• _EXTRACTED ENTRIES_
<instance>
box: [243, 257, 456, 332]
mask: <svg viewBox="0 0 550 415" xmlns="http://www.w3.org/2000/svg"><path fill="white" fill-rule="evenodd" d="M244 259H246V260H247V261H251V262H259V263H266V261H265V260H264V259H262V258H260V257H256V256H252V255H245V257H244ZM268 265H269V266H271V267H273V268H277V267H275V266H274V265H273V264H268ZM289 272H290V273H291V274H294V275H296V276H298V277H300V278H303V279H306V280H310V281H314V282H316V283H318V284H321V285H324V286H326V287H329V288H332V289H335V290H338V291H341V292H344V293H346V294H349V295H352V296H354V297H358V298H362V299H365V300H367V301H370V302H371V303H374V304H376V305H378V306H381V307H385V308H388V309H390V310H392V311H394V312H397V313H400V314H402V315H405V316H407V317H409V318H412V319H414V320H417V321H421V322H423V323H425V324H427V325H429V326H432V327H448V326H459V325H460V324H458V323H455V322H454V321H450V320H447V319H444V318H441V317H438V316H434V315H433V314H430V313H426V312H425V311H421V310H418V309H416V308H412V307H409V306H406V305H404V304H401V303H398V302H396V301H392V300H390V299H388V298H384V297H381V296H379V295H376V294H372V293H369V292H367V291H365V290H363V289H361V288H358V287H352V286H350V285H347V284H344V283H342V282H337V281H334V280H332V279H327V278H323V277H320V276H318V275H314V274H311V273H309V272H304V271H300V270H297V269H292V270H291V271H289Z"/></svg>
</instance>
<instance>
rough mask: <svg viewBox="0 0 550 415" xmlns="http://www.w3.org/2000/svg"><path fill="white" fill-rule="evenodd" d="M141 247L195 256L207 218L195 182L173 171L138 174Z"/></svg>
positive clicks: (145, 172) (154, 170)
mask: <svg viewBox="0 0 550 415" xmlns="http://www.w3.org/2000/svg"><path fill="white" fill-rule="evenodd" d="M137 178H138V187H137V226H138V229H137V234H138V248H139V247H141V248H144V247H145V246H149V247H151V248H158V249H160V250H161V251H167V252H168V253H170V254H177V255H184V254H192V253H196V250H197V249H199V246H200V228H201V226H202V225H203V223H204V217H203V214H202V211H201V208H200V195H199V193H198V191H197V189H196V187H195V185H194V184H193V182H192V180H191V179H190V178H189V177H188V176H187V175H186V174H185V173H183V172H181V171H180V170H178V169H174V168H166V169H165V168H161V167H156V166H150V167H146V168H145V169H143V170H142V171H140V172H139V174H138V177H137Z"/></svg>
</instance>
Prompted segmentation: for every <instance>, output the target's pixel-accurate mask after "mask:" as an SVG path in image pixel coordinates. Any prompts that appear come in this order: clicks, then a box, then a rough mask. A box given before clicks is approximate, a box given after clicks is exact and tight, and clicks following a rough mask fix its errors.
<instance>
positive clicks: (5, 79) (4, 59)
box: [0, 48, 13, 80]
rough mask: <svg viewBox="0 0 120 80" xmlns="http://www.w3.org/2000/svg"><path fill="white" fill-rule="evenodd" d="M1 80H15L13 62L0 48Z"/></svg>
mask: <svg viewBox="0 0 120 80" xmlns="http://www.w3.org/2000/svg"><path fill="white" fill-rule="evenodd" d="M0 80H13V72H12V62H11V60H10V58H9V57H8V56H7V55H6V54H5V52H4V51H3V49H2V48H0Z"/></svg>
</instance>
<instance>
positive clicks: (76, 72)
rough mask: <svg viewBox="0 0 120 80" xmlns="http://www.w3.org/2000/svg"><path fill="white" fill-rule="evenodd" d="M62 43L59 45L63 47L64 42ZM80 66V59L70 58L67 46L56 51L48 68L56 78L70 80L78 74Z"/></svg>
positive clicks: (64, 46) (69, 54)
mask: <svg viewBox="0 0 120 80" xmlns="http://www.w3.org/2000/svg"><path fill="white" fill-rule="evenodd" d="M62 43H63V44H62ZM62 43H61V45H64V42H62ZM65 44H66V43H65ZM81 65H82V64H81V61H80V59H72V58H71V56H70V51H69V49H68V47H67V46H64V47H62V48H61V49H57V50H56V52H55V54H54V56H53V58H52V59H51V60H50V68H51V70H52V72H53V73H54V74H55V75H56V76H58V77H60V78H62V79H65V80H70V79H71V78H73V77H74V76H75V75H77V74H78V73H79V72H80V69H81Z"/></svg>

• _TASK TO CARRY OUT_
This exercise requires that all of the entries be repeated exactly.

• _ANSWER SECTION_
<instance>
box: [243, 257, 456, 332]
mask: <svg viewBox="0 0 550 415" xmlns="http://www.w3.org/2000/svg"><path fill="white" fill-rule="evenodd" d="M244 259H246V260H247V261H251V262H259V263H266V261H265V260H264V259H262V258H260V257H256V256H252V255H245V257H244ZM268 265H269V266H271V267H273V268H277V267H275V266H274V265H273V264H268ZM289 272H290V273H291V274H294V275H296V276H298V277H300V278H303V279H306V280H310V281H314V282H316V283H318V284H321V285H324V286H326V287H329V288H332V289H335V290H338V291H341V292H344V293H346V294H349V295H352V296H354V297H358V298H362V299H365V300H367V301H370V302H371V303H374V304H376V305H378V306H381V307H385V308H388V309H390V310H392V311H394V312H397V313H400V314H402V315H405V316H407V317H409V318H412V319H414V320H417V321H421V322H423V323H425V324H427V325H429V326H432V327H448V326H459V325H460V324H458V323H455V322H454V321H450V320H447V319H444V318H441V317H438V316H434V315H433V314H430V313H426V312H425V311H421V310H418V309H416V308H412V307H409V306H406V305H404V304H401V303H398V302H396V301H392V300H390V299H388V298H384V297H381V296H379V295H376V294H372V293H369V292H367V291H365V290H363V289H361V288H358V287H352V286H350V285H347V284H344V283H342V282H337V281H334V280H332V279H327V278H323V277H320V276H318V275H314V274H311V273H309V272H304V271H300V270H297V269H292V270H291V271H289Z"/></svg>
</instance>
<instance>
rough mask: <svg viewBox="0 0 550 415" xmlns="http://www.w3.org/2000/svg"><path fill="white" fill-rule="evenodd" d="M141 247L195 256L207 218L195 182L173 171L138 174Z"/></svg>
positive clicks: (145, 172) (154, 170)
mask: <svg viewBox="0 0 550 415" xmlns="http://www.w3.org/2000/svg"><path fill="white" fill-rule="evenodd" d="M137 178H138V187H137V226H138V229H137V234H138V248H139V247H141V248H144V247H145V246H149V247H151V248H158V249H160V250H161V251H167V252H168V253H170V254H177V255H184V254H192V253H196V250H197V249H199V246H200V228H201V226H202V225H203V223H204V217H203V214H202V211H201V208H200V195H199V193H198V191H197V189H196V187H195V185H194V184H193V182H192V180H191V179H190V178H189V177H188V176H187V175H186V174H185V173H183V172H181V171H180V170H178V169H174V168H166V169H165V168H161V167H156V166H150V167H146V168H145V169H143V170H142V171H140V172H139V174H138V177H137Z"/></svg>
</instance>
Prompted segmentation: for every <instance>, output the target's pixel-accurate mask after "mask:" as an SVG path in image pixel coordinates. Any prompts that appear come in this order: clicks, then a box, then a rough mask. A box given before clicks is approximate, a box given after clicks is exact and tight, and clicks following a rough mask fix its errors.
<instance>
positive clicks: (5, 79) (4, 59)
box: [0, 48, 13, 80]
rough mask: <svg viewBox="0 0 120 80" xmlns="http://www.w3.org/2000/svg"><path fill="white" fill-rule="evenodd" d="M1 80H15L13 62L0 48Z"/></svg>
mask: <svg viewBox="0 0 120 80" xmlns="http://www.w3.org/2000/svg"><path fill="white" fill-rule="evenodd" d="M0 80H13V72H12V62H11V60H10V58H9V57H8V56H7V55H6V54H5V52H4V51H3V49H2V48H0Z"/></svg>
</instance>
<instance>
positive clicks: (76, 72)
rough mask: <svg viewBox="0 0 120 80" xmlns="http://www.w3.org/2000/svg"><path fill="white" fill-rule="evenodd" d="M62 43L59 45L63 47L64 42ZM80 66V59L70 58L67 46L56 51L48 68L56 78L70 80L78 74Z"/></svg>
positive clicks: (64, 46) (69, 54)
mask: <svg viewBox="0 0 120 80" xmlns="http://www.w3.org/2000/svg"><path fill="white" fill-rule="evenodd" d="M62 43H63V44H62ZM62 43H61V45H64V42H62ZM65 44H66V43H65ZM81 65H82V64H81V61H80V59H72V58H71V56H70V51H69V49H68V47H67V46H64V47H62V48H61V49H57V50H56V52H55V54H54V56H53V58H52V59H51V60H50V68H51V70H52V72H53V73H54V74H55V75H56V76H58V77H60V78H62V79H65V80H70V79H71V78H73V77H74V76H75V75H77V74H78V73H79V72H80V69H81Z"/></svg>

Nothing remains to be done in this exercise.